INSTRUCTIONS FOR THE TASK: Update the items from the line with "house roof, writing" up to and including the last line, replacing "decorative rocks" with "river stones" and leaving everything else unchanged. Give only those lines.

*** RECORDS FOR THIS TASK ***

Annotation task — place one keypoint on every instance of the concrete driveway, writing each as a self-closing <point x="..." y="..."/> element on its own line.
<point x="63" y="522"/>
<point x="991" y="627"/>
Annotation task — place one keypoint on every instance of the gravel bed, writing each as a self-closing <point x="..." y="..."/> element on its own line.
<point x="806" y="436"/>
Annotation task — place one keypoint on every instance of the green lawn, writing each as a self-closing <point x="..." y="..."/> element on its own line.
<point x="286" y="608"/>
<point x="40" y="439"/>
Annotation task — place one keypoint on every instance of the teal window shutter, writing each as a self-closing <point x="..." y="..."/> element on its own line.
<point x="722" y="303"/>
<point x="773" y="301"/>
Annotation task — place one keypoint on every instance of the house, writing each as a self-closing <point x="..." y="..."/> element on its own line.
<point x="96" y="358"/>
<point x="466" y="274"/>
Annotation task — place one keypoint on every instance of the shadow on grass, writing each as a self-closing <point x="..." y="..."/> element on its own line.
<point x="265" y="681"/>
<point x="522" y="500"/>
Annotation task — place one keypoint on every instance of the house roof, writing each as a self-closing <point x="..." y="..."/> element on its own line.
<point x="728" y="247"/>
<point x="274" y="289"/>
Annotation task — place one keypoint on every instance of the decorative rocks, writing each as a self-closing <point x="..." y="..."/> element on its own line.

***

EXPECTED ANSWER:
Annotation task — place one keypoint on every instance of the house roof, writing each as a self-closing <point x="..." y="..."/> element on its own line.
<point x="728" y="247"/>
<point x="274" y="289"/>
Annotation task — place one keypoint on every instance of the river stones, writing each as a self-closing <point x="..." y="..."/> element on its own line.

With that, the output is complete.